* Begin QUOTED TEXT *

Expected output (image pull succeeds after fix): Pod events show Pulled and Started instead of Failed and BackOff. If this fails: The image tag genuinely does not exist in the registry — rollback (Step 6) and notify the developer.

Step 4: Check Resource Quotas¶

Why: Namespace resource quotas are a silent killer of rollouts. If the namespace has hit its CPU or memory quota, new pods will stay Pending indefinitely with no obvious error in pod events.

# Check namespace quota usage
kubectl describe namespace <NAMESPACE> | grep -A 20 "Resource Quotas"
# Or directly:
kubectl get resourcequota -n <NAMESPACE> -o yaml

# Check current resource usage vs limits
kubectl top pods -n <NAMESPACE>

Expected output (quota exceeded):

Resource Quotas
 Name:     default-quota
 Resource  Used   Hard
 --------  ---    ---
 cpu       3900m  4000m    <-- nearly full
 memory    7.8Gi  8Gi      <-- nearly full

If quota is the problem: Either increase the quota (requires cluster-admin) or reduce the replica count of the new deployment temporarily:

kubectl scale deployment <DEPLOYMENT_NAME> -n <NAMESPACE> --replicas=<LOWER_COUNT>

If this fails: Contact the platform team to increase the namespace quota.

Step 5: Check Pod Disruption Budgets¶

Why: A PodDisruptionBudget (PDB) that requires a minimum number of available pods can block a rolling update if the deployment cannot safely terminate old pods while staying above the minimum.

kubectl get pdb -n <NAMESPACE>
kubectl describe pdb <PDB_NAME> -n <NAMESPACE>

Expected output (PDB blocking):

Name:           my-app-pdb
Min Available:  3
Allowed Disruptions: 0    <-- 0 means the rollout cannot proceed
Status:
  Allowed Disruptions: 0
  Current:             3
  Desired:             3
  Total:               3

If Allowed Disruptions is 0: The PDB requires more replicas than are currently healthy. Options:

# Option A: Temporarily increase replicas to allow disruption budget to open
kubectl scale deployment <DEPLOYMENT_NAME> -n <NAMESPACE> --replicas=<CURRENT_PLUS_ONE>

# Option B: If the PDB is too strict for rolling updates, adjust maxUnavailable in the deployment
kubectl patch deployment <DEPLOYMENT_NAME> -n <NAMESPACE> \
  -p '{"spec":{"strategy":{"rollingUpdate":{"maxUnavailable":1}}}}'

If this fails: The PDB may be protecting a quorum-sensitive service (like a database). Do not bypass it without consulting the service owner.

* End QUOTED TEXT *
* Begin LISTED ENTRIES *

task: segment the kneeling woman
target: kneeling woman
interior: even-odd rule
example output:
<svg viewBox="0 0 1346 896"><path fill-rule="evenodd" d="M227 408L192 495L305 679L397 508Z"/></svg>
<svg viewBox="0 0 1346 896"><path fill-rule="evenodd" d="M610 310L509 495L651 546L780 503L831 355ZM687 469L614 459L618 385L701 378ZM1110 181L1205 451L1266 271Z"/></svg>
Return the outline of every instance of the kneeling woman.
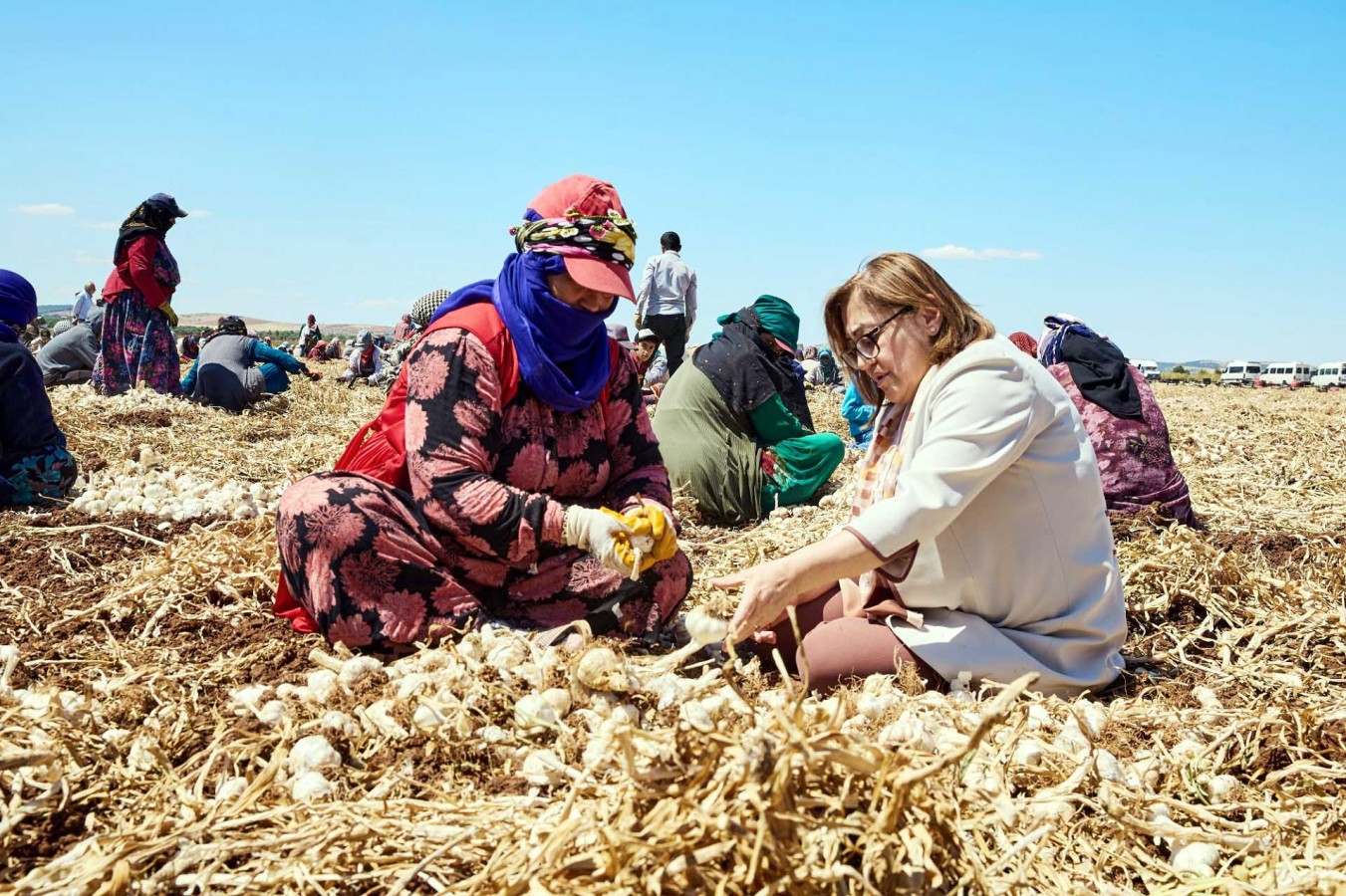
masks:
<svg viewBox="0 0 1346 896"><path fill-rule="evenodd" d="M439 308L370 436L281 499L276 611L300 631L389 651L479 616L642 635L686 596L635 363L604 327L634 295L634 227L575 175L514 233L499 277ZM653 544L633 578L635 534Z"/></svg>
<svg viewBox="0 0 1346 896"><path fill-rule="evenodd" d="M182 390L192 401L238 413L268 394L288 390L287 373L316 377L293 355L249 336L242 318L230 315L202 338Z"/></svg>
<svg viewBox="0 0 1346 896"><path fill-rule="evenodd" d="M75 459L51 416L42 369L19 342L36 316L32 284L0 270L0 509L65 498L75 480Z"/></svg>
<svg viewBox="0 0 1346 896"><path fill-rule="evenodd" d="M719 323L665 386L654 432L673 482L690 484L701 514L746 523L812 498L845 444L813 432L791 369L800 316L787 301L760 296Z"/></svg>
<svg viewBox="0 0 1346 896"><path fill-rule="evenodd" d="M844 527L715 583L743 591L731 636L806 659L816 689L902 661L934 686L961 671L1108 685L1121 576L1070 397L915 256L874 258L824 313L861 396L883 402L874 443Z"/></svg>

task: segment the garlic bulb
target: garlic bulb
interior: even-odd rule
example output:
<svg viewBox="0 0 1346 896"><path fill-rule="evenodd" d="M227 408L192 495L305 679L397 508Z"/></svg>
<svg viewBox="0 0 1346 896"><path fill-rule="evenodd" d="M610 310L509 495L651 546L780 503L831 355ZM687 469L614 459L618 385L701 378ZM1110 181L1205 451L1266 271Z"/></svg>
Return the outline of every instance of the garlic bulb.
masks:
<svg viewBox="0 0 1346 896"><path fill-rule="evenodd" d="M580 657L575 665L575 678L594 690L630 690L626 663L611 647L594 647Z"/></svg>
<svg viewBox="0 0 1346 896"><path fill-rule="evenodd" d="M341 753L322 735L308 735L302 737L289 751L285 759L289 774L300 775L307 771L323 771L324 768L341 768Z"/></svg>
<svg viewBox="0 0 1346 896"><path fill-rule="evenodd" d="M1219 865L1219 846L1215 844L1174 841L1174 850L1168 856L1168 862L1176 872L1187 872L1210 877Z"/></svg>
<svg viewBox="0 0 1346 896"><path fill-rule="evenodd" d="M730 634L730 623L705 612L700 607L693 609L682 620L686 634L696 642L697 647L717 644Z"/></svg>
<svg viewBox="0 0 1346 896"><path fill-rule="evenodd" d="M242 796L245 790L248 790L246 778L226 778L215 787L215 802L222 803L234 796Z"/></svg>
<svg viewBox="0 0 1346 896"><path fill-rule="evenodd" d="M525 733L538 733L556 724L556 710L541 694L525 694L514 704L514 724Z"/></svg>
<svg viewBox="0 0 1346 896"><path fill-rule="evenodd" d="M534 749L524 757L524 779L537 787L556 787L565 780L565 763L549 749Z"/></svg>

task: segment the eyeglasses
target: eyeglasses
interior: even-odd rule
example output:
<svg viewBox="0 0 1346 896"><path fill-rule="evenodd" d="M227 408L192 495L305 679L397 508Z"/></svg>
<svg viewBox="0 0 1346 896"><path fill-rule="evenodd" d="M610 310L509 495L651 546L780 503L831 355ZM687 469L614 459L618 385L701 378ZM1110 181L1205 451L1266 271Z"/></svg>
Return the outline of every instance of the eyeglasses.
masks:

* End LISTED ENTRIES *

[STATED TASK] In the Kubernetes rollout troubleshooting text, what happens to new pods when the namespace has hit its CPU or memory quota?

[CORRECT RESULT] They stay Pending indefinitely, with no obvious error in pod events.